◆ SELECTION
Manky Badger - 03 Oct 2007 19:17 GMT
> Hello....Hey, does anyone use a change of shift report form? We were
> just told to start documenting important info for the next shift due
[quoted text clipped - 3 lines]
> done by anyone on any shift. Anyone have any advice on where I can
> find a form for this? I looked on the web and was unsuccessful. Thanks!

We have a handover log, but I can't help but feel it's pretty much a waste
of time as rarely there's anything out of the ordinary to say.
However legislation says we must have one, so we have three columns -
"date", "message" and "read by". The message is "business as usual" 99.9% of
the time, and it's just more paper to be stored.
L C - 05 Oct 2007 20:16 GMT
Telling you to start documenting something just before an inspection is bad
management ...

JCAHO has asked everyone -- nurses, techs, etc -- to develop good methods of
"handing-off" important information to the next responsible party.  It
doesn't have to be hand-written, although most places choose to do so.
Unprofessional and sloppy are minor considerations ... it has to be
universally used and effective in improving communication between shifts.

◆ GIVEN ENTRIES
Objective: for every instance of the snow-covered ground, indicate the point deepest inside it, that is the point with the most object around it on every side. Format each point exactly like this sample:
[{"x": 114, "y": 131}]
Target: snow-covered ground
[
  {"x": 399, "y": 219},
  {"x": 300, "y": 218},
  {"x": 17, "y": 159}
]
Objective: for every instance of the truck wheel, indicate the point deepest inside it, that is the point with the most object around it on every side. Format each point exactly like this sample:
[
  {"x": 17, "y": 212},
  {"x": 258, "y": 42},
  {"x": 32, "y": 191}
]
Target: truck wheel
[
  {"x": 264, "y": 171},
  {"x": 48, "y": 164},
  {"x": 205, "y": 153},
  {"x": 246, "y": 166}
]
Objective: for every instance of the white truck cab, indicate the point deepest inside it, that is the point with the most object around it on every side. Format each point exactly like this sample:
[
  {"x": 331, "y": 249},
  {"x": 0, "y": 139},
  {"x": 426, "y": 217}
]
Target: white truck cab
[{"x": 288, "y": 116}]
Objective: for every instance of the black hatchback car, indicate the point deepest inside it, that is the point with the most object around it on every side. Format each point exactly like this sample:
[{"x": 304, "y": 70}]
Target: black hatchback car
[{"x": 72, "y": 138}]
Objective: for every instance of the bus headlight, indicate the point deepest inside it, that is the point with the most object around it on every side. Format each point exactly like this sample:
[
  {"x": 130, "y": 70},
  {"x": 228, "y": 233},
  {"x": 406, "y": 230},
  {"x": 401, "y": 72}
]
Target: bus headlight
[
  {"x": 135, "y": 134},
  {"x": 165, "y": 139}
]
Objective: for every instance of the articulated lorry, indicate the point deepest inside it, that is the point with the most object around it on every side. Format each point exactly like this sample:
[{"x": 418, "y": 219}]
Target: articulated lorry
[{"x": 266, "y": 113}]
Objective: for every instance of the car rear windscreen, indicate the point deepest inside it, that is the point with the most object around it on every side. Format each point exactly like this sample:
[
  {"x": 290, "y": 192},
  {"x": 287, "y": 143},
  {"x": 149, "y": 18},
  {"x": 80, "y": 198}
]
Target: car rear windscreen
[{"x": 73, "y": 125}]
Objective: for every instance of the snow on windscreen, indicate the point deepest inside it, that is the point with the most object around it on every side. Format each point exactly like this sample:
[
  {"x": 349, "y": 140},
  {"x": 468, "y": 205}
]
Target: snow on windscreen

◆ GIVEN INSTRUCTION 1
In the shift handover discussion, set down the passage that begins at the words "However legislation says" and stops after "choose to do so.", word for word.
◆ GIVEN INSTRUCTION 2
Take the shift handover discussion further from its last sentence.

◆ EXPECTED ANSWER 1
However legislation says we must have one, so we have three columns -
"date", "message" and "read by". The message is "business as usual" 99.9% of
the time, and it's just more paper to be stored.
L C - 05 Oct 2007 20:16 GMT
Telling you to start documenting something just before an inspection is bad
management ...

JCAHO has asked everyone -- nurses, techs, etc -- to develop good methods of
"handing-off" important information to the next responsible party.  It
doesn't have to be hand-written, although most places choose to do so.

◆ EXPECTED ANSWER 2
We use our Pending Log as a communication device between shifts.  We print
them off by area (not by workstation) about a half-hour before the end of
the shift, and write down everything the next operator needs to know,
including the status of outstanding work, insturment issues, how awful the
workload has been, etc.  We both sign it, and the log gets filed for two
months.  When tracing a problem backwards, we're able to see exactly where
the oversight occurred and use the information to troubleshoot and improve
our process.
Manky Badger - 05 Oct 2007 20:52 GMT
> Telling you to start documenting something just before an inspection is
> bad management ...

Disagree.
Telling you to document something just before an inspection is a sign that
the inspectors are loking for some irrelevent trivia. MHRA, CPA are good
cases in point.

Anything that *needs* doing in a lab is already done.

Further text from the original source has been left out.